Rewrite the items below, changing every instance of "outline it with a box" to "draw a box around it" and leaving all other text unchanged.

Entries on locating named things
● ● ●

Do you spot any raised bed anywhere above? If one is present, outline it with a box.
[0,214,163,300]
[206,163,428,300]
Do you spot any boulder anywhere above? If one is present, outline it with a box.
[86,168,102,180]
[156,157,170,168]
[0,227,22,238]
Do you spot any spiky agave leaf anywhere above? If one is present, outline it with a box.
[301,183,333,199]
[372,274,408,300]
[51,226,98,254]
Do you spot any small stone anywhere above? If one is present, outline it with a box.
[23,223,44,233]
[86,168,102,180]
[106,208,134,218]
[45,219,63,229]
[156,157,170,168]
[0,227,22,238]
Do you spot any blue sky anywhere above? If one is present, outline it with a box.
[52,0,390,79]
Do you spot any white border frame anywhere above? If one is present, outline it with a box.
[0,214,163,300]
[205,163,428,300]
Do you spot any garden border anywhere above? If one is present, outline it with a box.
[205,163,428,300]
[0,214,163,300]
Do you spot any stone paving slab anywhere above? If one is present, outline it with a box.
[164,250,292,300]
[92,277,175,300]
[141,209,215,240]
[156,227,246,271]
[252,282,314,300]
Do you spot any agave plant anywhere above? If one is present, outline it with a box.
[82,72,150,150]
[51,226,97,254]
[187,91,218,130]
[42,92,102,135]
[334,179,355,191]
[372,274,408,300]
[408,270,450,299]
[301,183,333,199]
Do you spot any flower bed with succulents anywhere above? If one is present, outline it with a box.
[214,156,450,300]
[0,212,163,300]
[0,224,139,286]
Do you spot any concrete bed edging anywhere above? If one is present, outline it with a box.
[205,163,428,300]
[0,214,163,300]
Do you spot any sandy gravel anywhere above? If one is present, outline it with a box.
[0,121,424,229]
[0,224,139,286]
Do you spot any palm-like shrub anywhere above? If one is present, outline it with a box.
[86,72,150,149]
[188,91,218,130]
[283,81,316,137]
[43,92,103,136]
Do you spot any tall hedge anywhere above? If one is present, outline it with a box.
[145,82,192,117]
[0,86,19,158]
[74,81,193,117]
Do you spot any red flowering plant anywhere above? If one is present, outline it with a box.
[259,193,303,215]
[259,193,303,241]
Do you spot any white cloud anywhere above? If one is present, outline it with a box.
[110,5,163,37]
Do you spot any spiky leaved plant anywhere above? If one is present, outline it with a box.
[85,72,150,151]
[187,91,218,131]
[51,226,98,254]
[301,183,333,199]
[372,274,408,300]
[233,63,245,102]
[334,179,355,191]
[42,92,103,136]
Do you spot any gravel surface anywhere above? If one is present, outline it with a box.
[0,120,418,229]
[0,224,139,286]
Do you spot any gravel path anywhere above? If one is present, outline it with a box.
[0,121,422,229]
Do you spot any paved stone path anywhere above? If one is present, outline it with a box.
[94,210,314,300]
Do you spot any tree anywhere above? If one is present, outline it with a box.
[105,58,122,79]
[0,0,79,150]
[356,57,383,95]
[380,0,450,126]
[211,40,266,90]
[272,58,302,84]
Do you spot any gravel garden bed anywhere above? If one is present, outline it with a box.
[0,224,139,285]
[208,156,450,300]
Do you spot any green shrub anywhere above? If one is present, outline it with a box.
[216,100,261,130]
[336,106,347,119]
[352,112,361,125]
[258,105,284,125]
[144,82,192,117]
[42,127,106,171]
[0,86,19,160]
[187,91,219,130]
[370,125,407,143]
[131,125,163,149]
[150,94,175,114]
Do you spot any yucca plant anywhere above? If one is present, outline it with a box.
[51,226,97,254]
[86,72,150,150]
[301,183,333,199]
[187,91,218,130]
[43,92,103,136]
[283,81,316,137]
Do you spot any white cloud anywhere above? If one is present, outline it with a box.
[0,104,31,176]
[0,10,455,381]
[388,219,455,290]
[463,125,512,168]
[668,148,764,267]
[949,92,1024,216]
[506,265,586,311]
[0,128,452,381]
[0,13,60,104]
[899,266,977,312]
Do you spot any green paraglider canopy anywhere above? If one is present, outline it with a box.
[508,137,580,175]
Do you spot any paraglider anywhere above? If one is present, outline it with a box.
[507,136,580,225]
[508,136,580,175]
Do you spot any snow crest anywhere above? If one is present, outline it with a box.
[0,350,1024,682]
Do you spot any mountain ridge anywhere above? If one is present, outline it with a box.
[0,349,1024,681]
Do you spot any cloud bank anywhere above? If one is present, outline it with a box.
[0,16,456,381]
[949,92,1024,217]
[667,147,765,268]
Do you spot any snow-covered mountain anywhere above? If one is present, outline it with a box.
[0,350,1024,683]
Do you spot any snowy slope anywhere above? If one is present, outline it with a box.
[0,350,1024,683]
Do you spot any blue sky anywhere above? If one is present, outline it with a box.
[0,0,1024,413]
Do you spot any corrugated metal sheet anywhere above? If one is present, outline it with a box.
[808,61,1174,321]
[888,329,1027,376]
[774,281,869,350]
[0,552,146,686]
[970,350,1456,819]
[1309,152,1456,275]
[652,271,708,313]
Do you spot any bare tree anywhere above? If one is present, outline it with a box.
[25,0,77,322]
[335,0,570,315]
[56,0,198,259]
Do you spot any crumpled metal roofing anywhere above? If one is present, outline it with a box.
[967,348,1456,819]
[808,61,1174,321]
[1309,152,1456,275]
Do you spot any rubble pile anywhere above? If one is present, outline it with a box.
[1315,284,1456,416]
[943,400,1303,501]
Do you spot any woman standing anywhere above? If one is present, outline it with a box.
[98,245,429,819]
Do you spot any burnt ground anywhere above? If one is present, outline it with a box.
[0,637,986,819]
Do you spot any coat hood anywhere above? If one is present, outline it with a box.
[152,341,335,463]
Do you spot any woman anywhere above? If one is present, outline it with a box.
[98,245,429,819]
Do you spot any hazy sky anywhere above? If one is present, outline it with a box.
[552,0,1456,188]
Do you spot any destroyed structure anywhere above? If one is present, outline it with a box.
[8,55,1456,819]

● ● ●

Answer to this task —
Do you spot any raised bed anywhere above? If one is present, draw a box around it.
[0,214,163,300]
[206,163,428,300]
Do you spot any boulder anywhere above? If one is present, draw a box around it.
[86,168,102,180]
[156,157,170,168]
[0,227,22,238]
Do you spot any spiky agave leaf anywhere above? If one is present, draw a box around it.
[301,183,333,199]
[372,274,408,300]
[51,226,98,254]
Do you spot any small stone anywhere above? If one is present, draw a box around it.
[23,223,44,233]
[86,168,102,180]
[106,208,134,218]
[45,219,63,229]
[156,157,170,168]
[0,227,22,238]
Do you spot any blue sky anywhere above? If one is present, draw a box around it.
[52,0,390,79]
Do you spot any white border frame anywhere above? If one is present, draw a box around it.
[0,214,163,300]
[205,163,428,300]
Do you spot any garden border anywhere above? If one is present, draw a box around it.
[205,163,428,300]
[0,214,163,300]
Do you spot any stone paving slab anywhere above? If one is present, draw a box around it.
[164,250,292,300]
[92,277,175,300]
[141,209,215,240]
[156,227,246,271]
[252,282,314,300]
Do you spot any agave plant anywhere above? If one is present, draw a box around it.
[82,72,150,150]
[51,226,97,254]
[187,91,218,130]
[42,92,102,135]
[334,179,355,191]
[372,274,408,300]
[408,270,450,299]
[301,183,333,199]
Do you spot any flower bed with succulents anywhere above? If one is present, draw a box around it.
[214,156,450,300]
[0,212,163,300]
[0,224,139,286]
Do you spot any concrete bed edging anywhere above? If one is present, draw a box around it.
[205,163,428,300]
[0,214,163,300]
Do you spot any sandy gravel anywhere above? If one is present, draw a box around it.
[0,121,424,229]
[0,224,139,286]
Do you spot any palm-like shrub anywhere above? If one is present, draw a box around it.
[86,72,150,149]
[188,91,218,130]
[283,81,316,137]
[43,92,103,136]
Do you spot any tall hedge anywhere above? If one is present, draw a box around it.
[145,82,192,117]
[0,86,19,158]
[74,81,193,117]
Do you spot any red flowering plant anywhere above? If one is present, draw a box around it.
[259,193,303,215]
[259,193,303,241]
Do you spot any white cloud anywhere above? If one is present, draw a box around it.
[110,5,163,37]
Do you spot any spiky leaved plant anywhere above? If one is present, draw a box around it.
[85,72,150,151]
[187,91,218,131]
[51,226,98,254]
[301,183,333,199]
[372,274,408,300]
[233,63,245,102]
[334,179,355,191]
[42,92,103,136]
Do you spot any gravel surface anywhere above? If one is present, draw a box around it.
[0,120,418,229]
[0,224,139,286]
Do you spot any gravel path anywhere above? If one is present, draw a box around it.
[0,121,422,229]
Do you spot any paved stone path anywhere above? If one is present, draw a box around it.
[94,210,314,300]
Do you spot any tree anywhere above? If one is present, draw a box around it.
[105,58,122,79]
[0,0,79,150]
[356,57,383,95]
[380,0,450,126]
[211,40,266,90]
[272,58,302,84]
Do you spot any gravel garden bed anywhere above? If one is present, draw a box around it.
[0,224,139,285]
[208,156,450,300]
Do you spot any green shrub anywhere above? If one is present, draw a box around it.
[216,100,261,130]
[336,106,347,119]
[352,112,361,125]
[258,105,284,125]
[144,82,192,117]
[42,127,106,171]
[0,86,19,160]
[187,91,219,130]
[370,125,407,143]
[131,125,163,149]
[150,94,175,114]
Do you spot any yucca plant anywhere above? If one is present, draw a box around it.
[51,226,97,254]
[86,72,150,150]
[301,183,333,199]
[187,91,218,130]
[43,92,103,136]
[283,81,316,137]
Do you spot any white cloud anywhere above? If one is present, draw a box around it.
[0,104,31,176]
[0,10,455,381]
[388,219,455,290]
[463,125,512,168]
[668,148,764,267]
[949,92,1024,216]
[506,265,586,311]
[0,128,452,381]
[0,13,60,104]
[899,266,977,312]
Do you spot any green paraglider canopy anywhere above? If one is present, draw a box around it.
[508,137,580,175]
Do you spot any paraglider anywhere above? If one is present, draw a box around it.
[507,136,580,225]
[508,136,580,175]
Do you spot any snow crest anywhere above? If one is present, draw a box around it.
[0,350,1024,682]
Do you spot any mountain ridge anywhere above? If one is present, draw a box around it.
[0,349,1024,681]
Do you spot any cloud bank anywhere above? If one is present, draw a box around it.
[0,16,456,381]
[949,92,1024,217]
[667,147,765,268]
Do you spot any snow-covered mountain anywhere above? If one is present, draw a box around it.
[0,350,1024,683]
Do you spot any snowy slope anywhere above? If one is present, draw a box around it.
[0,350,1024,683]
Do you spot any blue sky anywhere above? If one is present, draw a box around it.
[0,0,1024,413]
Do you spot any corrugated metal sheet anywhere above? If one is present, draw a box around it.
[808,61,1174,321]
[888,329,1027,376]
[774,281,869,350]
[0,552,146,686]
[970,350,1456,819]
[1309,152,1456,275]
[652,271,708,313]
Do you spot any bare tree anywhere above? If one is present, draw a box around it.
[25,0,77,322]
[335,0,570,315]
[56,0,198,259]
Do you spot any crumpled metal roofing anywhere above? If one is present, draw a box around it.
[967,348,1456,819]
[808,61,1174,321]
[1309,152,1456,275]
Do you spot any rubble pile anywhere above? If one is present, draw a box around it.
[1315,284,1456,416]
[943,400,1303,501]
Do you spot any woman standing anywhere above? If one is present, draw a box around it.
[98,245,429,819]
Do you spot any burnt ground anywhere above? If one is present, draw a box around it.
[0,637,986,819]
Do you spot any coat hood anywhere above? If one is present, draw a box around it.
[152,341,335,463]
Do you spot any woman anywhere above? If one is present, draw a box around it.
[98,245,429,819]
Do you spot any hazy sky anywhere above? If one is present, draw a box around it.
[552,0,1456,188]
Do you spot any destroyed structure anywhere above? If one is present, draw a box around it.
[8,55,1456,819]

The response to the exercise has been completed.